What you will do :: List every institution or body that the passage on drug policy reform names with a capitalized proper name.

Reading passage ::
Leading peers – including prominent Tories – say that despite governments worldwide drawing up tough laws against dealers and users over the past 50 years, illegal drugs have become more accessible.
Vast amounts of money have been wasted on unsuccessful crackdowns, while criminals have made fortunes importing drugs into this country.
The increasing use of the most harmful drugs such as heroin has also led to “enormous health problems”, according to the group.
The MPs and members of the House of Lords, who have formed a new All-Party Parliamentary Group on Drug Policy Reform, are calling for new policies to be drawn up on the basis of scientific evidence.
It could lead to calls for the British government to decriminalise drugs, or at least for the police and Crown Prosecution Service not to jail people for possession of small amounts of banned substances.

Extracted records ::
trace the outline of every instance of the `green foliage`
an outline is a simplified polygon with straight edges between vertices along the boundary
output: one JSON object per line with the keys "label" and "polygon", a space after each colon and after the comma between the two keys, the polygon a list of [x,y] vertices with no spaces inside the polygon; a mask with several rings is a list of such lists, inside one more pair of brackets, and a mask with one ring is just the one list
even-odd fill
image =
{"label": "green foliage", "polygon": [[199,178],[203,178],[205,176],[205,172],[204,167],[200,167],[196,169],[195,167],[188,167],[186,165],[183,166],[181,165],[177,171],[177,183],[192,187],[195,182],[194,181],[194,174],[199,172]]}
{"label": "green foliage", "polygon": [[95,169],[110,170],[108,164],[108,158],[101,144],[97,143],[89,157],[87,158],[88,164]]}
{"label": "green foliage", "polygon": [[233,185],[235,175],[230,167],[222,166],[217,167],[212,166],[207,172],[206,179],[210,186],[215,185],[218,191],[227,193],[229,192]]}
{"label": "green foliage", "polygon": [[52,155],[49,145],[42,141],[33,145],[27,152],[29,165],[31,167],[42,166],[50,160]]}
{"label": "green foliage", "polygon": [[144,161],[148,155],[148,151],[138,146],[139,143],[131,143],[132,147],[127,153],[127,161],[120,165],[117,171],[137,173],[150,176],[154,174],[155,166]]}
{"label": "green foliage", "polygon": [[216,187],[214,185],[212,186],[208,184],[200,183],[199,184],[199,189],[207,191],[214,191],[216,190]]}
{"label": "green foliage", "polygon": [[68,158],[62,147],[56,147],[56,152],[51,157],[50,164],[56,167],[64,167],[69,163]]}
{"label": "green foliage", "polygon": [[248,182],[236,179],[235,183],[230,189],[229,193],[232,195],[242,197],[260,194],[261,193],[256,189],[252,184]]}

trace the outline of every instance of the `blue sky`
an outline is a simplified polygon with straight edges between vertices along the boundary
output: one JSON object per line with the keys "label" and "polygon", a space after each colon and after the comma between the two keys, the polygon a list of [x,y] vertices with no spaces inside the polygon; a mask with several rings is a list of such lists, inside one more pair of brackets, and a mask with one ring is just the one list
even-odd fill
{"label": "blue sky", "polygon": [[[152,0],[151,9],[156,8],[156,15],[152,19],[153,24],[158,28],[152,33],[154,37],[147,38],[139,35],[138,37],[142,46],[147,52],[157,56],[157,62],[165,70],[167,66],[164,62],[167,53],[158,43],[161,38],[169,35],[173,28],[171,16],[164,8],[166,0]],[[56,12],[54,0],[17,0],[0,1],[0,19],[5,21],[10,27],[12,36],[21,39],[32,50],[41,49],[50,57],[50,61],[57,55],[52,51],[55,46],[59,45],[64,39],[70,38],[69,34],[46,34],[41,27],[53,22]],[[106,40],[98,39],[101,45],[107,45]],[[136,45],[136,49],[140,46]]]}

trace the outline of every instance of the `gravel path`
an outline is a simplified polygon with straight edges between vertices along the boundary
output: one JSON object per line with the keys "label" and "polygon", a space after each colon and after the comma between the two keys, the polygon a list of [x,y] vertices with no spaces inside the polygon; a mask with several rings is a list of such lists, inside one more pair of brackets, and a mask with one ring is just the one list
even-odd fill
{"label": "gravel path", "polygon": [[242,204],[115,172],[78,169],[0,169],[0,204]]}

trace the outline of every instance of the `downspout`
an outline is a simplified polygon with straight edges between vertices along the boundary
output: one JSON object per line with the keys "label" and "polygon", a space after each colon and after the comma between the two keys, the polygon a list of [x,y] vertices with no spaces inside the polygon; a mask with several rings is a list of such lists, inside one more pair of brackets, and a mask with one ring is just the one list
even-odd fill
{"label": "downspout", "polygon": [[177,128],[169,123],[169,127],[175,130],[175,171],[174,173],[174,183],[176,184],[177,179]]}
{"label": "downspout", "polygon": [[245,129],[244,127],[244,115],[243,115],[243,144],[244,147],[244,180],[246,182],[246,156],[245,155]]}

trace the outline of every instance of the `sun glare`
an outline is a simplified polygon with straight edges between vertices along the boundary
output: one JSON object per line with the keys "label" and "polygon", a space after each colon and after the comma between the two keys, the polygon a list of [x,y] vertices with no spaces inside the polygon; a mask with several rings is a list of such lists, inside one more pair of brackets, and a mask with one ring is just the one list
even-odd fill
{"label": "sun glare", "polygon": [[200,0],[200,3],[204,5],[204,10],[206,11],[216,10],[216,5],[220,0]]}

Result below :: House of Lords; All-Party Parliamentary Group on Drug Policy Reform; Crown Prosecution Service